Your objective
Rewrite the data below with every "coordinates" changed to "positions", leaving everything else as it is.

── Records supplied

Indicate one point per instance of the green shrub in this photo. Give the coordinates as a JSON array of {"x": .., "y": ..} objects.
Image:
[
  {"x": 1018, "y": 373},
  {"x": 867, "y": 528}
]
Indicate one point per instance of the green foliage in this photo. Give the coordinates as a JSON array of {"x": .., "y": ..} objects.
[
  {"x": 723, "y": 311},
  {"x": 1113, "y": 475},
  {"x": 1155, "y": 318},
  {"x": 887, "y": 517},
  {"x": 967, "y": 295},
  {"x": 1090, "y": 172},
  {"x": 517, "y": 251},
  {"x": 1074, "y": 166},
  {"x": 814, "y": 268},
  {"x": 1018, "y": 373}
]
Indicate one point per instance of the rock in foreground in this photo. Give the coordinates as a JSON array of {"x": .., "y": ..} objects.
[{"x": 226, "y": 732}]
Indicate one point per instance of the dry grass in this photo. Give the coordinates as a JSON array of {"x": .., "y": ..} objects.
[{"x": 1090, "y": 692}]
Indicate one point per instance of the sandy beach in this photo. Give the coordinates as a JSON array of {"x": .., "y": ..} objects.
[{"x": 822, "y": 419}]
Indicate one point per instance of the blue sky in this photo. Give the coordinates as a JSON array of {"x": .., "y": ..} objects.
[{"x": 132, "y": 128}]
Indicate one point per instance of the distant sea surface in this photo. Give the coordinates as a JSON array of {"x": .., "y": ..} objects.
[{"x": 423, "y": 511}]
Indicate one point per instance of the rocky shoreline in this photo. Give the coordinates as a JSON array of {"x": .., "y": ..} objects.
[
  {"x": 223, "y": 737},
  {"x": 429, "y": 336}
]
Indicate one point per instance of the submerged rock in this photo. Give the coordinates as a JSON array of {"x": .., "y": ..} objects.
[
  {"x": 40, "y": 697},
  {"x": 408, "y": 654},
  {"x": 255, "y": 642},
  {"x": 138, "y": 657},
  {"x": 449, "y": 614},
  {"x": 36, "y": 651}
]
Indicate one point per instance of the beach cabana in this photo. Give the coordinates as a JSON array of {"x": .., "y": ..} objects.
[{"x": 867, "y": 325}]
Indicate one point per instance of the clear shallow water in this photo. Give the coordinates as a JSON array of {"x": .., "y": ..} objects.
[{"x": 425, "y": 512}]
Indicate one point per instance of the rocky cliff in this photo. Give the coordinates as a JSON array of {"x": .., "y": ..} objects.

────

Answer to this task
Indicate one point per instance of the green shrub in this photo. Give the positions as a JSON array of {"x": .., "y": ..} objects.
Image:
[
  {"x": 1018, "y": 373},
  {"x": 867, "y": 528}
]
Indicate one point per instance of the green foliage in this photo. Give the positions as a JSON array of {"x": .., "y": ..} objects.
[
  {"x": 723, "y": 311},
  {"x": 1113, "y": 475},
  {"x": 1155, "y": 318},
  {"x": 887, "y": 517},
  {"x": 967, "y": 295},
  {"x": 1090, "y": 172},
  {"x": 517, "y": 251},
  {"x": 1074, "y": 166},
  {"x": 814, "y": 268},
  {"x": 1018, "y": 373}
]
Indicate one point per instance of the rock in foreground in this photo. Give the positions as a JSON array of {"x": .., "y": ..} objects.
[{"x": 226, "y": 732}]
Indicate one point per instance of the dry grass in this photo. Give the positions as a JSON array of {"x": .., "y": ..} objects.
[{"x": 1090, "y": 692}]
Indicate one point per instance of the sandy beach in this photo. Give the positions as a JSON array of {"x": .., "y": ..} objects.
[{"x": 822, "y": 419}]
Indicate one point per instance of the blue sky in this photo. Give the positions as a JSON array of {"x": .., "y": ..} objects.
[{"x": 132, "y": 128}]
Indicate one point per instance of the distant sea surface in this photo. Give the positions as a JSON array of {"x": .., "y": ..} objects.
[{"x": 423, "y": 511}]
Indicate one point per instance of the rocky shoreline in this photo. Give the positions as a JSON array of {"x": .., "y": ..} objects.
[
  {"x": 223, "y": 737},
  {"x": 429, "y": 336}
]
Indicate one point per instance of the submerged rock in this photo. Give the positions as a JSON array of {"x": .., "y": ..} objects.
[
  {"x": 40, "y": 697},
  {"x": 408, "y": 654},
  {"x": 255, "y": 642},
  {"x": 138, "y": 657},
  {"x": 449, "y": 614},
  {"x": 36, "y": 651}
]
Indicate one point per instance of the beach cabana in this photo. Give the positions as a JSON array of {"x": .., "y": ..} objects.
[{"x": 867, "y": 325}]
Indicate one point per instance of the clear shallow water in this photo. Give the positions as a JSON array of {"x": .., "y": ..} objects.
[{"x": 425, "y": 512}]
Indicate one point per instance of the rocky cliff in this photo. Give the positions as a JSON array of {"x": .., "y": ..} objects.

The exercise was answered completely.